● Aim of the task
Reproduce word for word the portion of the failover guide between "Table of contents" and "over a WAN.", inclusive.

● Excerpted text
XenLvmDrbd

From OptionC

Table of contents

LVM (v2) + DRBD (v 0.7) + Heartbeat (v1.2.3) on Debian/Sarge

For some reason I decided that I wanted to be able to failover some of my domU machines (web sites) to a remote location. I looked at various distributed file sharing solutions (GFS/GNDB, XFS, iSCSI, ATA over Ethernet), and even considered just doing old-school mirroring with rsync, but opted for this combination because of the hardware at hand, and the fact that this will be running over a WAN.

There's a lot of good howtos and guides out there already, but I still managed to spend a lot of time with the fiddly bits, so I'm writing down the instructions so that I can remember where I got stuck. Also, keep in mind that this is not an optimal, or even recommended, configuration. For example, normally you'd want a dedicated NIC on each node and a crossover cable, plus some redundancy (perhaps a serial connection) for the heartbeat connection. However, since this is over a WAN, none of that really works.

From the official pages... "Drbd as LVM2 "physical" volumes does work, but you should know what you are doing ..." (http://linux-ha.org/DataRedundancyByDrbd#head-25da1eb596fac86b9b39073f3a9566007cc6a505)

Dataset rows
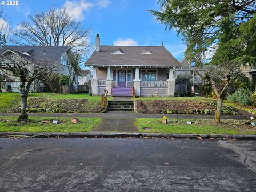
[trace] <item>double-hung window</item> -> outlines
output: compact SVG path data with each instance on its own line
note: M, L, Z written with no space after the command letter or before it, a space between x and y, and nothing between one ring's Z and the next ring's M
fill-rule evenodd
M127 81L131 82L132 81L132 70L127 70Z
M156 81L156 70L142 70L142 81Z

● Answer to the problem
Table of contents

LVM (v2) + DRBD (v 0.7) + Heartbeat (v1.2.3) on Debian/Sarge

For some reason I decided that I wanted to be able to failover some of my domU machines (web sites) to a remote location. I looked at various distributed file sharing solutions (GFS/GNDB, XFS, iSCSI, ATA over Ethernet), and even considered just doing old-school mirroring with rsync, but opted for this combination because of the hardware at hand, and the fact that this will be running over a WAN.